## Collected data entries
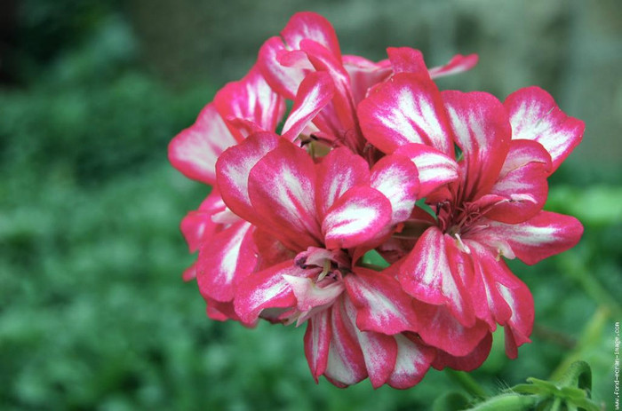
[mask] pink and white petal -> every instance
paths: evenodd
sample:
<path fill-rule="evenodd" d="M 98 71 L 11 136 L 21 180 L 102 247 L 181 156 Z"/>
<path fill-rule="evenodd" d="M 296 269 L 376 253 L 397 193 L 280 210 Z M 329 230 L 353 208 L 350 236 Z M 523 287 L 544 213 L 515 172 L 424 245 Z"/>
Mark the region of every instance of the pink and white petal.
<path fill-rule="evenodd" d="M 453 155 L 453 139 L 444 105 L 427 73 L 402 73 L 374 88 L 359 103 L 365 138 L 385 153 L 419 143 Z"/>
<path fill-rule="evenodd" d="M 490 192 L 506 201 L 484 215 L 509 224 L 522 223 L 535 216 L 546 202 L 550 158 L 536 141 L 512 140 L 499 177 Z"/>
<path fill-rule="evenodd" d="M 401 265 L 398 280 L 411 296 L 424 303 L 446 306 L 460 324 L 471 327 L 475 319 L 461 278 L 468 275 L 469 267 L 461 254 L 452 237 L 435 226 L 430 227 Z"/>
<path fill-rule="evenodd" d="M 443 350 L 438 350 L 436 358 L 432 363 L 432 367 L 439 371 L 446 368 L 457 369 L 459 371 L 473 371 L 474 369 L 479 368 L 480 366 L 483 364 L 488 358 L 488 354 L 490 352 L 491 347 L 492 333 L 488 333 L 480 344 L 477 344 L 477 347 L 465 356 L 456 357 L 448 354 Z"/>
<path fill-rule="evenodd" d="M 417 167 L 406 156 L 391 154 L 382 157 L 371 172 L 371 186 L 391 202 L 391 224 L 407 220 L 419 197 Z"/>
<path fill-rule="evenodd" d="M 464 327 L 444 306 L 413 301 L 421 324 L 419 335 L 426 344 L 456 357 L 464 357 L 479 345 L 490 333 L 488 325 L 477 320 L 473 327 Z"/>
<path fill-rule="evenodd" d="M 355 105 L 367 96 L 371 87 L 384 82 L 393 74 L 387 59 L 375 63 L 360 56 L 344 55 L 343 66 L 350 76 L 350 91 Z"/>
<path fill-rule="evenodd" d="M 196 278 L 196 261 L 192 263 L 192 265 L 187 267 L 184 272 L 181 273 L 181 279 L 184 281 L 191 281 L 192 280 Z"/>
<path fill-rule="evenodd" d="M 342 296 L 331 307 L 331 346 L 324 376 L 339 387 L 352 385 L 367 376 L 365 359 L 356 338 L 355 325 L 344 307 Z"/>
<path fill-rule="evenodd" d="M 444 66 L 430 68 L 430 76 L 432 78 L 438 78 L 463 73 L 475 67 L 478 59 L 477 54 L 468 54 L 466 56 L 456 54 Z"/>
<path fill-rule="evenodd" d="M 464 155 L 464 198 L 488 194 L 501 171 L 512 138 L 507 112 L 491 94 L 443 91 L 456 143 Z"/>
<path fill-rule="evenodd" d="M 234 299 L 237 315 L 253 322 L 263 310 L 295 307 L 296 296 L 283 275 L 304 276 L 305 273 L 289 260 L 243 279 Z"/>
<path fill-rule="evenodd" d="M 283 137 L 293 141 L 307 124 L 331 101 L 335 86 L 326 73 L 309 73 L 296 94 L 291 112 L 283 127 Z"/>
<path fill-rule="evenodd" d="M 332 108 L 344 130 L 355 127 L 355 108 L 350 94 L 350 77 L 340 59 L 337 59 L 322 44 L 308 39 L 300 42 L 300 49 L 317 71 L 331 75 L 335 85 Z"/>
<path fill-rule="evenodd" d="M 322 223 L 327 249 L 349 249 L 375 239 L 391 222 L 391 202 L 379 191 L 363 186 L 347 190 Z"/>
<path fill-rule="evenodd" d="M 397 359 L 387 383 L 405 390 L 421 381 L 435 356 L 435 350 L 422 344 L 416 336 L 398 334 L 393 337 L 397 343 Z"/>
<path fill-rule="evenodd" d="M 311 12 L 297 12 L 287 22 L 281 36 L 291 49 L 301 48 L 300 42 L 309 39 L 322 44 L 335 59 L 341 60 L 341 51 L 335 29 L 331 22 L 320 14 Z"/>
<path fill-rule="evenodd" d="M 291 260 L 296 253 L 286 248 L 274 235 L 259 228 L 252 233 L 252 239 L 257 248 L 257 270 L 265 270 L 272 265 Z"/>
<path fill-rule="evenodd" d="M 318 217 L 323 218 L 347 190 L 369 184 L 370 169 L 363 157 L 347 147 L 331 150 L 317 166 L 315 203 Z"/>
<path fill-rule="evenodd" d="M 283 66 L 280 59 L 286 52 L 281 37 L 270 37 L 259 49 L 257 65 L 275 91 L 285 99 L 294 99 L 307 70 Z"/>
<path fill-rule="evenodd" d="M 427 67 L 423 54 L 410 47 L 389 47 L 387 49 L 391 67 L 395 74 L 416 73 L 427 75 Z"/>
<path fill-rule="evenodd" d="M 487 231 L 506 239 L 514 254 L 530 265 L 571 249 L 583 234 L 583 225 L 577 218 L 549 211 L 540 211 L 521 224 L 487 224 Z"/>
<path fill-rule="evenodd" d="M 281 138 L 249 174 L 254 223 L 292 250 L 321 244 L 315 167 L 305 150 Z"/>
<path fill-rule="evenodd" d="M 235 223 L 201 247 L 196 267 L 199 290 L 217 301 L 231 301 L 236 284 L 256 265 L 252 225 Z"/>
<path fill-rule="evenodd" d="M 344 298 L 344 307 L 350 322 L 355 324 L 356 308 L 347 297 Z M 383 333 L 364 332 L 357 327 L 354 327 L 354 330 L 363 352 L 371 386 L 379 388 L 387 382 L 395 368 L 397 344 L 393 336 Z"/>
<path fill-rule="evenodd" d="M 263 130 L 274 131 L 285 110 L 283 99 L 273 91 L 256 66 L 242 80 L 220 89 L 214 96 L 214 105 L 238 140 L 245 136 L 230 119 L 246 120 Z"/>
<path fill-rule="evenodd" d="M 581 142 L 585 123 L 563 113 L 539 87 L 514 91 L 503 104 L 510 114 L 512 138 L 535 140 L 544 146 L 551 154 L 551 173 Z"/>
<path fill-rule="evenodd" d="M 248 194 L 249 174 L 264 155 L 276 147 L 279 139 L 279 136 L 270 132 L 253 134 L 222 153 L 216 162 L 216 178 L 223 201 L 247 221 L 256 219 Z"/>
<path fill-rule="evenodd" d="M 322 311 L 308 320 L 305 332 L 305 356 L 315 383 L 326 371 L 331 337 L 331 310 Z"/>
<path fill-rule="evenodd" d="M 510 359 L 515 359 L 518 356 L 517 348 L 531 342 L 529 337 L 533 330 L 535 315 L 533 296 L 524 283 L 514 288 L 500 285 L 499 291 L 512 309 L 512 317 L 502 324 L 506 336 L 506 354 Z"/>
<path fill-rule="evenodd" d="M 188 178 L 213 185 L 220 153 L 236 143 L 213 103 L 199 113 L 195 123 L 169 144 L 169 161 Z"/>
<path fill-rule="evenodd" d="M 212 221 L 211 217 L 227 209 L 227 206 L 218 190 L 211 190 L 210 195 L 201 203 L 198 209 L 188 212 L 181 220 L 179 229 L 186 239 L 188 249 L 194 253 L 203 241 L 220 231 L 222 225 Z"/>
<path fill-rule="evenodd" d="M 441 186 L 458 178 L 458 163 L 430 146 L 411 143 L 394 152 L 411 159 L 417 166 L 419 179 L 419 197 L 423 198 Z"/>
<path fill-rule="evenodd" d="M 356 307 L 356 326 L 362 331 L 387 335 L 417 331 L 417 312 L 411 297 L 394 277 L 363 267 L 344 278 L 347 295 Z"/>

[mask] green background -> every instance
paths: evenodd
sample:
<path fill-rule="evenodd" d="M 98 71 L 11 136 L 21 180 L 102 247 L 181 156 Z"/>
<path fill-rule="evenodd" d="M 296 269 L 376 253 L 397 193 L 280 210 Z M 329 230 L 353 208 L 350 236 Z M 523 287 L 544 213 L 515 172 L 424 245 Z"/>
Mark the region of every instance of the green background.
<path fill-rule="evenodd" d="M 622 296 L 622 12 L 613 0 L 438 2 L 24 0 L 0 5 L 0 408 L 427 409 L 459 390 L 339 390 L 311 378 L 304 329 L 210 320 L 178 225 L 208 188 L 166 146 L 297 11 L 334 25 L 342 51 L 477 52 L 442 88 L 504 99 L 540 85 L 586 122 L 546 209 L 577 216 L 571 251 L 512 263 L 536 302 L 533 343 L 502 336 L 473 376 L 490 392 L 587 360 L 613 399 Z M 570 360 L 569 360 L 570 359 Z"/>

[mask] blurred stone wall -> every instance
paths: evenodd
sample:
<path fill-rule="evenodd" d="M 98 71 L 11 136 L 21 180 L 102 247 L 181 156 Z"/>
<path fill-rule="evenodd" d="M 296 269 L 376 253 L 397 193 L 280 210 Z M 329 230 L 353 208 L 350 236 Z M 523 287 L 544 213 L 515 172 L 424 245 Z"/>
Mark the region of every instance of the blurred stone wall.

## Written task
Reproduce the lines above without any change, beginning at the line that contains "[mask] green background -> every instance" and stopping after the line that contains "Mark the region of every instance of the green".

## Completed exercise
[mask] green background -> every instance
paths: evenodd
sample:
<path fill-rule="evenodd" d="M 98 71 L 11 136 L 21 180 L 102 247 L 181 156 Z"/>
<path fill-rule="evenodd" d="M 296 269 L 376 253 L 397 193 L 280 210 Z M 329 230 L 353 208 L 350 236 Z M 523 287 L 544 213 L 515 172 L 424 245 Z"/>
Mark the region of every instance of the green background.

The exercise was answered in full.